GIVEN PROBLEM: Give as output the line that contains "wood shutter in this photo.", followed by every remaining line of the entries, unchanged and with nothing added.

EXERCISE INPUTS:

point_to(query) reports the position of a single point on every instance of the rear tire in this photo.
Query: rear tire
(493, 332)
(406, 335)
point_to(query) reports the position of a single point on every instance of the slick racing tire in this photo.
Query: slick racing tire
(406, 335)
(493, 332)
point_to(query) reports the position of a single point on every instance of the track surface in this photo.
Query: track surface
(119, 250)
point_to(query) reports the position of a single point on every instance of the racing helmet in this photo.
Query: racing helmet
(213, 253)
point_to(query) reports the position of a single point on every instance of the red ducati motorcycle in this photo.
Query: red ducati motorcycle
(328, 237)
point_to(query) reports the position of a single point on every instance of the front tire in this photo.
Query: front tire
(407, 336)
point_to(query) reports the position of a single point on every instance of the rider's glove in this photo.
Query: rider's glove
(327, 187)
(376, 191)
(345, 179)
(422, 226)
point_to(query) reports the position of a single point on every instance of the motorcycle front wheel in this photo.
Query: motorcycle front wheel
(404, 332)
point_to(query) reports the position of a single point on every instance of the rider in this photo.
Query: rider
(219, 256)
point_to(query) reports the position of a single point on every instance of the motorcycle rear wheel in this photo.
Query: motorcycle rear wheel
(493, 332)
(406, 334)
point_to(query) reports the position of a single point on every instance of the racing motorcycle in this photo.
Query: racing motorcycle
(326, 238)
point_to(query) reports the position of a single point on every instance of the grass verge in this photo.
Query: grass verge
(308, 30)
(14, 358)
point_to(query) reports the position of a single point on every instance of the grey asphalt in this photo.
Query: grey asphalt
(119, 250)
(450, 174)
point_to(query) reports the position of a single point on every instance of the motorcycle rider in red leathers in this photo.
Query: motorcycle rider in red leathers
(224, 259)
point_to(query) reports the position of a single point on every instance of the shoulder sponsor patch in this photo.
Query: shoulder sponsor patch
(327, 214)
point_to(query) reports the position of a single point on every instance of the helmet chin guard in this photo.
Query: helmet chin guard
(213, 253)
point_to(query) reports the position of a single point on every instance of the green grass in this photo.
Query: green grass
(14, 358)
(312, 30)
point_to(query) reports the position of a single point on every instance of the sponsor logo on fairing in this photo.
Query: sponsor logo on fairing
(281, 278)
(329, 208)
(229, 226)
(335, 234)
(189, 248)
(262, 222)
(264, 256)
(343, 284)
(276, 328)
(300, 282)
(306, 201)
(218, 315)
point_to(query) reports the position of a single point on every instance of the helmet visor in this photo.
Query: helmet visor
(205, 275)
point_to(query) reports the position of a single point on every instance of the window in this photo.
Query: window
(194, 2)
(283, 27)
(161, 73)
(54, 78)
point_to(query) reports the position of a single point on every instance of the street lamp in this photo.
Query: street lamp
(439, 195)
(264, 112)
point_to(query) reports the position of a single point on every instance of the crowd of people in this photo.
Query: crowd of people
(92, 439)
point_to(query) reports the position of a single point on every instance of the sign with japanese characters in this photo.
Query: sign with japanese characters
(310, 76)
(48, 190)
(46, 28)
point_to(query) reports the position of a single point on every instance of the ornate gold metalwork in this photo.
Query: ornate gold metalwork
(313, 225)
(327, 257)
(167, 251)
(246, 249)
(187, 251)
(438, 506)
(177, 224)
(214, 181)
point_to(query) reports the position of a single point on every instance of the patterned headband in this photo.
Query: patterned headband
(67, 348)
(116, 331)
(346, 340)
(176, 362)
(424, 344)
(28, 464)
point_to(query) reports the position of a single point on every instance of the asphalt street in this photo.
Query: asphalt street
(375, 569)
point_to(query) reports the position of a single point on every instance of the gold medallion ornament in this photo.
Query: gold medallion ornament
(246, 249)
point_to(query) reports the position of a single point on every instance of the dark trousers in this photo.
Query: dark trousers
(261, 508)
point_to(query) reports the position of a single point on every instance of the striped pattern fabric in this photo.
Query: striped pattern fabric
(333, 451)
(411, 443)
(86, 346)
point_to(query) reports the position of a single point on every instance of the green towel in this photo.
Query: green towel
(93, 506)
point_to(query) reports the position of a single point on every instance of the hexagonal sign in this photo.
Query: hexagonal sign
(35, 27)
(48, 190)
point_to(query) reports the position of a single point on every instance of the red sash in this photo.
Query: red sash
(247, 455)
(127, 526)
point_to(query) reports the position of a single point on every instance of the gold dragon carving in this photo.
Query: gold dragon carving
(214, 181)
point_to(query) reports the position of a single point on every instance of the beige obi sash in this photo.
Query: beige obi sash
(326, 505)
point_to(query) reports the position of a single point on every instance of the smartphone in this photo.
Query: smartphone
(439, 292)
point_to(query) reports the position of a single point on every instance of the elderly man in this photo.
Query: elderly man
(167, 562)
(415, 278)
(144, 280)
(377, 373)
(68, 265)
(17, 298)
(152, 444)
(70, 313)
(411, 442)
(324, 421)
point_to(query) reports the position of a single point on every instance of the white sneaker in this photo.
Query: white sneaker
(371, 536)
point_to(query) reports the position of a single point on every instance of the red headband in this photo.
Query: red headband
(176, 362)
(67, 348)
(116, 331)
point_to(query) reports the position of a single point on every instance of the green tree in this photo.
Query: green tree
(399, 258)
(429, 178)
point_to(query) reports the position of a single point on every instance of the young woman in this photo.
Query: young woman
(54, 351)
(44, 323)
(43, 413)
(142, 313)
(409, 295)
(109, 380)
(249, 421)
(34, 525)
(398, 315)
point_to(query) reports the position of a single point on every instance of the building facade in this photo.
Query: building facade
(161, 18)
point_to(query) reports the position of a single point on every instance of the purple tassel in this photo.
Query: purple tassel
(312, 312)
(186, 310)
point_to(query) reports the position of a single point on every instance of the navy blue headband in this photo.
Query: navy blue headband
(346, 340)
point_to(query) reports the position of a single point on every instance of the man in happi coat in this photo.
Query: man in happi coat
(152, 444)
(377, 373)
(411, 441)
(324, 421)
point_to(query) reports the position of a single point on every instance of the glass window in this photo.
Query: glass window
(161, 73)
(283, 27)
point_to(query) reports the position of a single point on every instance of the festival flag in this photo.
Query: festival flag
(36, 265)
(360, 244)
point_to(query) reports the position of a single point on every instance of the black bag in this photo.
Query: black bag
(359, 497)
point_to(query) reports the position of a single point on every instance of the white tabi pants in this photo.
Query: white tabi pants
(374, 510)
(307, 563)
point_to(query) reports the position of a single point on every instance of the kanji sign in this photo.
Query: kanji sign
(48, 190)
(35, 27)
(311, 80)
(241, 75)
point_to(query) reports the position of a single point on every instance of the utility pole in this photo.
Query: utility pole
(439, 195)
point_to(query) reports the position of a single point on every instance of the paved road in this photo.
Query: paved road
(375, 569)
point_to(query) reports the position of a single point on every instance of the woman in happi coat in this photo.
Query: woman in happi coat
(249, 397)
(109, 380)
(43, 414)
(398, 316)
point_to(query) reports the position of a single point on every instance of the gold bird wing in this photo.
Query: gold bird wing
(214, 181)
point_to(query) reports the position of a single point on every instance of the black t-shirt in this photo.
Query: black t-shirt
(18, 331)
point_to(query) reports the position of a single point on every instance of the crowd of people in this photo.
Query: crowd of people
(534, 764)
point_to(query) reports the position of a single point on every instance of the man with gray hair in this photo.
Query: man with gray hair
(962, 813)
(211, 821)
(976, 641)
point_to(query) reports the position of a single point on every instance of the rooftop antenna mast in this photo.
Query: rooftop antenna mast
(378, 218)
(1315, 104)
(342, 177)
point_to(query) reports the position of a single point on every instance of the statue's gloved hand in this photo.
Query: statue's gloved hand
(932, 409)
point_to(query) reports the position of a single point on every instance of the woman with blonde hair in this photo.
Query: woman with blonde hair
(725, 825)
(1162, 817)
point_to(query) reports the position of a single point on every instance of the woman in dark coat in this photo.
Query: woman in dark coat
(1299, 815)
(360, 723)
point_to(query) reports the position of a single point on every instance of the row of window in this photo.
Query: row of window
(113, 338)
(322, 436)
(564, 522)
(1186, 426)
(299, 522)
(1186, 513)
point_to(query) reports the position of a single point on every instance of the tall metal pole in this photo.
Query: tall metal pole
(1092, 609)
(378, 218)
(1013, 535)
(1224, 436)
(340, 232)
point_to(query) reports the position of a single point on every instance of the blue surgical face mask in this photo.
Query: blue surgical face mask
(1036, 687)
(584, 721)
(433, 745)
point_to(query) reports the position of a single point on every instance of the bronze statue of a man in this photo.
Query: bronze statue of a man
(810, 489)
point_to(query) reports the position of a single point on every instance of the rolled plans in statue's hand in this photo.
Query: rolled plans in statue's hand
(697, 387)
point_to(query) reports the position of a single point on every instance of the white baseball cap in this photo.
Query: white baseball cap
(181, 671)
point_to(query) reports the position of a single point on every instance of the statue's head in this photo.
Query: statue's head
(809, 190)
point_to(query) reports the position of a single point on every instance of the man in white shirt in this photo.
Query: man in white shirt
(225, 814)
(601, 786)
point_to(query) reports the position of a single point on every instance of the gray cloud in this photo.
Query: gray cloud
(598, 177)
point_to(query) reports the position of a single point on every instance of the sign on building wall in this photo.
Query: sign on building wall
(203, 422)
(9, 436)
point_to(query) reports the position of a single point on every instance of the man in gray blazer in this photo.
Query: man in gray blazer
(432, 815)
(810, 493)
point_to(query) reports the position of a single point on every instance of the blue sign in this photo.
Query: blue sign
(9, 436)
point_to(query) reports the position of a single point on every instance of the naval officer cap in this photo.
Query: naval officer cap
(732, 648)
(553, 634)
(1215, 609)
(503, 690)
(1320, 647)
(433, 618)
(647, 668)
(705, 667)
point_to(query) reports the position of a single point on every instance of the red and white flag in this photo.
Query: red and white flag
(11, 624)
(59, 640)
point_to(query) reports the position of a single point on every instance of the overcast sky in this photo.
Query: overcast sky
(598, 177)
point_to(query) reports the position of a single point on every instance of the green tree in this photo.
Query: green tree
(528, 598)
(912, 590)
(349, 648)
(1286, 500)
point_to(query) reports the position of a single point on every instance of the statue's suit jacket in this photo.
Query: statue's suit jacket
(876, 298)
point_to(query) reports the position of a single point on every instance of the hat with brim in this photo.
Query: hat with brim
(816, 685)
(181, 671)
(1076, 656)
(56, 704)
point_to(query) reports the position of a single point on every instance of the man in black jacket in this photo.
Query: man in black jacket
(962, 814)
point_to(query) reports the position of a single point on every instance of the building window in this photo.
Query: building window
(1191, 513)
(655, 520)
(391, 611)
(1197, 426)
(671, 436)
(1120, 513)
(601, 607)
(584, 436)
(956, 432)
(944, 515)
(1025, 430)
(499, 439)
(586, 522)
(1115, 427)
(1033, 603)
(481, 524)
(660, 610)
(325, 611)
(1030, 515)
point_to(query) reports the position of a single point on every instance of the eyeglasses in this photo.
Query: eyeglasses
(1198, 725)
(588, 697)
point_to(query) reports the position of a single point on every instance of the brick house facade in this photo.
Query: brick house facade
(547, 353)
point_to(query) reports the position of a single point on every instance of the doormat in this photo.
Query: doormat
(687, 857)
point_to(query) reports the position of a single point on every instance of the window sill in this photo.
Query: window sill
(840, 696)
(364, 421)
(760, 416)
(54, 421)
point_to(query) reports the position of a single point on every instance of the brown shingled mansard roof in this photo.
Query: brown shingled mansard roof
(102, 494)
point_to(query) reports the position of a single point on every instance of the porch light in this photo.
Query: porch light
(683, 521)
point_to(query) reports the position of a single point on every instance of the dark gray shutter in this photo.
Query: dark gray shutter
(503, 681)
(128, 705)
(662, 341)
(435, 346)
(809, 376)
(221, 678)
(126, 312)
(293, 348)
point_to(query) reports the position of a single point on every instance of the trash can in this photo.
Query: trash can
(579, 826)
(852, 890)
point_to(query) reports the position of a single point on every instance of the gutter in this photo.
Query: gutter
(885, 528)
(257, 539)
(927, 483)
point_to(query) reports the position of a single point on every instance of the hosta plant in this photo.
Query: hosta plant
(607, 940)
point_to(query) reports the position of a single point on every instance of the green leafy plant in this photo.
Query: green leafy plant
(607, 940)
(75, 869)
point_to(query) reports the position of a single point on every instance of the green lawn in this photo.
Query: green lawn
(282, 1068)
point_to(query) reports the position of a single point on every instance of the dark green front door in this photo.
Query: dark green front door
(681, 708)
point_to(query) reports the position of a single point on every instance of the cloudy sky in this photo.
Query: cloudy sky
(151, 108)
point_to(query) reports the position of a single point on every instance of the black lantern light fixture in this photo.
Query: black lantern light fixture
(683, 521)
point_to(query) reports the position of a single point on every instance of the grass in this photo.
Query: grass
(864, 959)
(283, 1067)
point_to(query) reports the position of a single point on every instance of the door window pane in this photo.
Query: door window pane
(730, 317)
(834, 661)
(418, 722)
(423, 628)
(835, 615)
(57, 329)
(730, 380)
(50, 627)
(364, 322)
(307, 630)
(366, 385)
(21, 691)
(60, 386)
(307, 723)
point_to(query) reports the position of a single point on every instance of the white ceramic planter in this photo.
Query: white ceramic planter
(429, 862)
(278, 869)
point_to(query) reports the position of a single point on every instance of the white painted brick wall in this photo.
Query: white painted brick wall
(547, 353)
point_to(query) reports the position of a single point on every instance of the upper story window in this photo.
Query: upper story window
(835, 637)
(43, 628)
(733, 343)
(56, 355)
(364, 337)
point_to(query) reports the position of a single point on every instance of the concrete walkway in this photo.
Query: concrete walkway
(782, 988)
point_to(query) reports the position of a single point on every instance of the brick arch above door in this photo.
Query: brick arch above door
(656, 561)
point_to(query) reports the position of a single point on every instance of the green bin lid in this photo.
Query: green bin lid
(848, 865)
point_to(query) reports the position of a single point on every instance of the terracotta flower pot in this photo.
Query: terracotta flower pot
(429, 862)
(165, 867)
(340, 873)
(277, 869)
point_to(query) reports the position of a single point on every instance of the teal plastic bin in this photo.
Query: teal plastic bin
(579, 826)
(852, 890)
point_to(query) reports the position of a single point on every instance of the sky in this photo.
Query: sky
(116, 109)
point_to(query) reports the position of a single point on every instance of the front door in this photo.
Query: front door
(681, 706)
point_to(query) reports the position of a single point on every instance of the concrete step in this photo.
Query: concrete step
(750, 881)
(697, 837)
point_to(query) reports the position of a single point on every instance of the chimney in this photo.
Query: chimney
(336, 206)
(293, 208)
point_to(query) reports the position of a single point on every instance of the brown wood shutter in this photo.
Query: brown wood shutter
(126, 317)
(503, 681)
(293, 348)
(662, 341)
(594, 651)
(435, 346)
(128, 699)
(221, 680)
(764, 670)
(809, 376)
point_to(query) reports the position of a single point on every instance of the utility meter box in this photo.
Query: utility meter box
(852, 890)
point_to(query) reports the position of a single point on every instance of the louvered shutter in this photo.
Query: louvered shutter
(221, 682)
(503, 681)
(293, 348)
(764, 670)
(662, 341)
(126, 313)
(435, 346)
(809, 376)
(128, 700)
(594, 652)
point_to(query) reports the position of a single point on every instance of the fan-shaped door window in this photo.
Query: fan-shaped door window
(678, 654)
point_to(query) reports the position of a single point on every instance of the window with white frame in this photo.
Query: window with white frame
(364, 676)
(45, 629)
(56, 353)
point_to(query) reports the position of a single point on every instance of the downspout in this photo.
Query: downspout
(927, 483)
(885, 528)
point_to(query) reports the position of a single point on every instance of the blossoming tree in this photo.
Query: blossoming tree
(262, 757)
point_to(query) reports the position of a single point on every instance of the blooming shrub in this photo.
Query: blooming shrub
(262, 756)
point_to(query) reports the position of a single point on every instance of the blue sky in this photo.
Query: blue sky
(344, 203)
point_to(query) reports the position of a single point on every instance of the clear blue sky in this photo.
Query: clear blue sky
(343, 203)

TASK RESPONSE:
point_to(query) reports the position of a single point on every instance of the brown wood shutter in this photo.
Query: brown wood shutter
(126, 317)
(503, 681)
(293, 348)
(662, 341)
(594, 651)
(435, 346)
(128, 699)
(221, 680)
(764, 670)
(809, 376)
point_to(query) reports the position of a single point on every instance of the utility meter box in this photo.
Query: utility meter box
(852, 890)
point_to(query) reports the position of a single point on every instance of the louvered shutter in this photo.
Query: louvered shutter
(221, 682)
(503, 681)
(293, 348)
(764, 670)
(662, 341)
(126, 313)
(435, 346)
(809, 376)
(128, 700)
(594, 652)
point_to(query) reports the position of a single point on every instance of the fan-shaped door window in this photo.
Query: fan-shaped door window
(678, 654)
point_to(query) reports the position of a single point on every instance of the window with white frame in this photo.
Query: window with white frame
(364, 676)
(45, 629)
(56, 353)
point_to(query) reports the position of a single point on every instance of the downspout in this photo.
Query: downspout
(927, 483)
(885, 528)
point_to(query) reports the position of a single point on every instance of the blossoming tree in this photo.
Query: blossoming tree
(262, 757)
point_to(query) reports the position of a single point on every instance of the blooming shrub in this photo.
Query: blooming shrub
(262, 756)
point_to(query) reports the position of a single point on every instance of the blue sky in this photo.
Query: blue sky
(344, 203)
point_to(query) reports the position of a single point on every instance of the clear blue sky in this photo.
Query: clear blue sky
(343, 203)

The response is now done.